* [Stated task]: Copy out the listing below with every occurrence of "set a marker" changed to "place a pin", keeping all other text the same.

Labeled-object pointing entries

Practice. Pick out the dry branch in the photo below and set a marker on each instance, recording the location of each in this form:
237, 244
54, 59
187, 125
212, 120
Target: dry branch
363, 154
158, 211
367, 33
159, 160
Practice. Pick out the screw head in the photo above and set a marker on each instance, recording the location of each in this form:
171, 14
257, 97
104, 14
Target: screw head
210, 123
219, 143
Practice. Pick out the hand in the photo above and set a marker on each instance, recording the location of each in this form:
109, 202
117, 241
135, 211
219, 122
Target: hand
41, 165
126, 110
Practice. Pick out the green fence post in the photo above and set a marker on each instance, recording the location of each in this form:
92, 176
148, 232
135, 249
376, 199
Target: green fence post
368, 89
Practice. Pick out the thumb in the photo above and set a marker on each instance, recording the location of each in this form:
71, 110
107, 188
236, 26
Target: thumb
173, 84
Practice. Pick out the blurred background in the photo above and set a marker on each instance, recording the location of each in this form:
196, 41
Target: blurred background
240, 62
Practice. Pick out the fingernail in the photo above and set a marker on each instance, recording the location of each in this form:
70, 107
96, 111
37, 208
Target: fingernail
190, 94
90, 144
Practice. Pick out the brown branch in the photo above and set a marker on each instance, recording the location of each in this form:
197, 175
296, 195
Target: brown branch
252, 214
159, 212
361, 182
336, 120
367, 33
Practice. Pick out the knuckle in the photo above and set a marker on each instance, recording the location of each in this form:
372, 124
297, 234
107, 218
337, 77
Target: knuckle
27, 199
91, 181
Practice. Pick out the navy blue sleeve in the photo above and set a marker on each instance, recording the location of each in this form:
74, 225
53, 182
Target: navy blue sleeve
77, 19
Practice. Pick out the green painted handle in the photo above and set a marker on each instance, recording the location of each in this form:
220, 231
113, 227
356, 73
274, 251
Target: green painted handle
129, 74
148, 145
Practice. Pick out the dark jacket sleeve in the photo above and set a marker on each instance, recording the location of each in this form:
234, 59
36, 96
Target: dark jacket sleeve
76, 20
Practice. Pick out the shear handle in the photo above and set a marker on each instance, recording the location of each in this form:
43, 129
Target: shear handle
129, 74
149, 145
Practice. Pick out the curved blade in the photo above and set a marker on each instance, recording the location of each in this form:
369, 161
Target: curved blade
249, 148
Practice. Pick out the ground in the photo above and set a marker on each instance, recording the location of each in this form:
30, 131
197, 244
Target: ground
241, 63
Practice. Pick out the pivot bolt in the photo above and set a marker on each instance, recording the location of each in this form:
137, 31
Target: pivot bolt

* [Complete response]:
Practice. Pick out the dry branch in the photo below and place a pin on each instance, recording the location of each in this form:
237, 244
54, 59
187, 125
212, 120
Target: dry branch
363, 154
158, 211
367, 33
159, 160
Practice. Pick out the screw head in the photo above and place a pin on each instance, recording the location of each in this form:
171, 14
257, 97
104, 14
Target: screw head
210, 123
219, 143
Practice. Pick out the hand in the photo above and place a pin on each instance, recording the location of each in this form:
109, 202
117, 241
135, 211
219, 122
Target: hand
41, 165
126, 110
Practice. Pick out the green fence post in the photo above and place a pin on each instance, recording the location of each in this form:
92, 176
148, 232
135, 249
376, 199
Target: green fence post
368, 89
Practice. Pick out the thumb in the photo above and place a pin on each instance, recording the location of each in this form:
71, 110
107, 188
236, 26
Target: thumb
173, 84
Practice. Pick out the blurred background in the photo above and place a pin on each instance, recording the location of each in this form:
196, 41
Target: blurred background
240, 62
Practice. Pick out the fingernail in the photo above and place a pin on each instance, recording the location of each in this form:
70, 107
96, 111
37, 208
Target: fingernail
190, 94
90, 144
Practice. Pick out the brown branch in the photo above and place a pin on each instance, recording the location of each in this form:
197, 175
296, 195
Target: brown branch
252, 214
159, 212
361, 182
336, 120
367, 33
Practice. Pick out the knuckle in the photo above and place a pin on each instance, recording the location of each in this form:
372, 124
297, 234
107, 218
337, 77
Target: knuckle
27, 199
91, 181
Practice. Pick out the navy blue sleeve in the photo above and place a pin on each instance, recording the location of each in this form:
74, 225
53, 182
Target: navy blue sleeve
77, 19
Practice. Pick out the green painted handle in the photo above and place a pin on each instance, recording the location of each in this form:
220, 231
113, 227
356, 73
274, 251
Target: green painted handle
129, 74
148, 145
Practice. Pick out the dark jacket sleeve in the photo above and place a pin on each instance, recording the location of each in this form:
234, 59
36, 96
Target: dark jacket sleeve
76, 20
Practice. Pick out the shear handle in the photo above and place a pin on each instance, recording the location of each in this form:
43, 129
Target: shear handle
129, 74
149, 145
Practice. Pick out the curved blade in the photo above and place a pin on each instance, recording the location of each in this form:
369, 161
Target: curved blade
249, 148
Practice. Pick out the ground in the photo above and place a pin on each instance, recording the location of each in this form:
30, 131
197, 244
Target: ground
241, 63
Practice. Pick out the pivot bolt in the photo above and place a pin on each instance, recording the location of each in this form:
137, 31
Target: pivot bolt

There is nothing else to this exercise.